>>>>>

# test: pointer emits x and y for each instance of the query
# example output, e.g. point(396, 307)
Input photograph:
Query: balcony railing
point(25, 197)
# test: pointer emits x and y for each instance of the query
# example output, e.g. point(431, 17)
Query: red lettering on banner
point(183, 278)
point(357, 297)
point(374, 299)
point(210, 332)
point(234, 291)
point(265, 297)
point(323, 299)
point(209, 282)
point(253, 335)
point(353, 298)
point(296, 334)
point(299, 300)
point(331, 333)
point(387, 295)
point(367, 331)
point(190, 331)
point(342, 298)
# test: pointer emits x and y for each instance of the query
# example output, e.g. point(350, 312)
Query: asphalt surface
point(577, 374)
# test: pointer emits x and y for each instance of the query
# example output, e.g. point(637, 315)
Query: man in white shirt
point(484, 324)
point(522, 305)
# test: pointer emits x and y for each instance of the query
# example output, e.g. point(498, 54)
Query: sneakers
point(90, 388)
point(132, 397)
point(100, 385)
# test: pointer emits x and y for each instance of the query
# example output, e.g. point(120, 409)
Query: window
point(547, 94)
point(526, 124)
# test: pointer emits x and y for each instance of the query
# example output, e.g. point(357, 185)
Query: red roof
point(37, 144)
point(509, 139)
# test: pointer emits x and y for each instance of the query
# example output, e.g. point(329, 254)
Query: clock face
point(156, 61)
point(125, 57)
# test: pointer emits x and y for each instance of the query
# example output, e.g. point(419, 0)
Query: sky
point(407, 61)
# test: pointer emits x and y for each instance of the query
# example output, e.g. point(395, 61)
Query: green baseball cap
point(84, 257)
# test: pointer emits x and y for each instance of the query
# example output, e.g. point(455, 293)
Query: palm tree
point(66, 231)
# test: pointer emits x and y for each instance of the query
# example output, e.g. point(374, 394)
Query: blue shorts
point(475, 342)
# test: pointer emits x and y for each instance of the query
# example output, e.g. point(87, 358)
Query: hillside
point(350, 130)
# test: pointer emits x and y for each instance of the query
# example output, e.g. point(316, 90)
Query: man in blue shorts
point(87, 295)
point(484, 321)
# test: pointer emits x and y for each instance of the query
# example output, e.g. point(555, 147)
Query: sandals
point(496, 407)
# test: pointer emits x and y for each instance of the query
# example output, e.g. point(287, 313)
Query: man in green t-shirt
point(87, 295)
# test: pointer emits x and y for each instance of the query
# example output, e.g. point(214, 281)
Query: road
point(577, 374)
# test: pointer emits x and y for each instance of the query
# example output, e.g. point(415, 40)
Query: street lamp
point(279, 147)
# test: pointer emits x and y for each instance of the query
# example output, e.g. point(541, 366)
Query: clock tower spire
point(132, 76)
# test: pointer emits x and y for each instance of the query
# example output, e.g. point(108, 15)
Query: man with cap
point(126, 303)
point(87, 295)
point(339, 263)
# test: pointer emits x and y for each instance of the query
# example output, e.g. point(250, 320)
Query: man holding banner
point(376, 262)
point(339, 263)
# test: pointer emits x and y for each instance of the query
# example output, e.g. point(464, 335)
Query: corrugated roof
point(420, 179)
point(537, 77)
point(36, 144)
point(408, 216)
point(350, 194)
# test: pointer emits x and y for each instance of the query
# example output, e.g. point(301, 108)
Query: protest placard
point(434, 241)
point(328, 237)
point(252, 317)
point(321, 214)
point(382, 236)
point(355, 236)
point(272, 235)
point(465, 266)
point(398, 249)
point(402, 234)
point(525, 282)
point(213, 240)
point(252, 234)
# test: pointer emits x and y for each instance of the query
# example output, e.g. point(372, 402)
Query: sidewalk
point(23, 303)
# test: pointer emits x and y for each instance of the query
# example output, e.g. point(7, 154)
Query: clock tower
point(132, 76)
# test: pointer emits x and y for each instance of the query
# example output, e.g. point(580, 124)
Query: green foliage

<<<<<

**WORK ITEM**. Repeat every entry exactly as written above.

**ANSWER TO THE EXERCISE**.
# test: pointer emits x and y for each instance of the query
# example output, e.g. point(396, 307)
Input photograph:
Query: balcony railing
point(25, 197)
# test: pointer emits x and y for each instance of the query
# example output, e.g. point(431, 17)
Query: red lettering on banner
point(183, 278)
point(357, 297)
point(374, 299)
point(210, 332)
point(234, 291)
point(265, 297)
point(323, 299)
point(209, 282)
point(253, 335)
point(353, 298)
point(296, 334)
point(299, 300)
point(331, 333)
point(387, 295)
point(367, 331)
point(190, 331)
point(342, 298)
# test: pointer emits x and y for each instance of the query
# example output, e.g. point(350, 312)
Query: asphalt surface
point(577, 374)
# test: pointer emits x and y for each instance of the query
# example output, e.g. point(637, 315)
Query: man in white shirt
point(484, 324)
point(522, 305)
# test: pointer emits x and y for each instance of the query
# example output, e.g. point(498, 54)
Query: sneakers
point(90, 388)
point(132, 397)
point(100, 385)
# test: pointer emits x and y for each instance of the query
# example output, e.g. point(120, 409)
Query: window
point(547, 94)
point(526, 124)
# test: pointer emits x and y for each instance of the query
# example output, e.g. point(357, 185)
Query: red roof
point(37, 144)
point(509, 139)
# test: pointer emits x and y for each instance of the query
# example output, e.g. point(329, 254)
Query: clock face
point(156, 61)
point(125, 57)
# test: pointer emits x and y for each instance of the query
# example output, e.g. point(419, 0)
Query: sky
point(407, 61)
# test: pointer emits x and y for each instance of the query
# example output, e.g. point(395, 61)
Query: green baseball cap
point(84, 257)
# test: pointer emits x and y for each instance of the query
# example output, e.g. point(455, 293)
Query: palm tree
point(66, 231)
# test: pointer emits x and y for each instance of the query
# example output, e.g. point(374, 394)
Query: blue shorts
point(475, 342)
# test: pointer emits x and y for each instance of the query
# example output, e.g. point(87, 358)
Query: hillside
point(350, 130)
# test: pointer emits x and y for each instance of the query
# example output, e.g. point(316, 90)
Query: man in blue shorts
point(87, 295)
point(484, 321)
# test: pointer emits x and y for each instance of the query
# example output, e.g. point(555, 147)
Query: sandals
point(496, 407)
# test: pointer emits x and y for each instance of the query
# example output, e.g. point(287, 313)
Query: man in green t-shirt
point(87, 295)
# test: pointer emits x and y for each instance of the query
# example output, e.g. point(214, 281)
Query: road
point(577, 374)
# test: pointer emits x and y for each instance of the query
# example output, e.g. point(415, 40)
Query: street lamp
point(279, 147)
# test: pointer emits x and y for each instance of the query
# example output, e.g. point(541, 366)
Query: clock tower spire
point(132, 76)
# test: pointer emits x and y for each instance of the query
# example output, e.g. point(108, 15)
Query: man with cap
point(126, 303)
point(87, 295)
point(339, 263)
# test: pointer emits x and y for each instance of the query
# example output, e.g. point(250, 320)
Query: man holding banner
point(376, 262)
point(339, 263)
# test: pointer emits x and y for each instance of the query
# example output, e.g. point(464, 335)
Query: corrugated roof
point(420, 179)
point(537, 77)
point(36, 144)
point(408, 216)
point(350, 194)
# test: pointer emits x and y for each instance of the query
# example output, e.g. point(301, 108)
Query: protest placard
point(434, 241)
point(328, 237)
point(252, 317)
point(321, 214)
point(382, 236)
point(355, 236)
point(272, 235)
point(465, 266)
point(398, 249)
point(402, 234)
point(525, 282)
point(213, 240)
point(252, 234)
# test: pointer emits x and y for each instance of the query
# example output, e.g. point(372, 402)
Query: sidewalk
point(23, 303)
# test: pointer emits x and y for each instance of the query
# example output, e.g. point(7, 154)
Query: clock tower
point(132, 76)
# test: pointer emits x and y for each instance of the query
# example output, e.g. point(580, 124)
Query: green foliage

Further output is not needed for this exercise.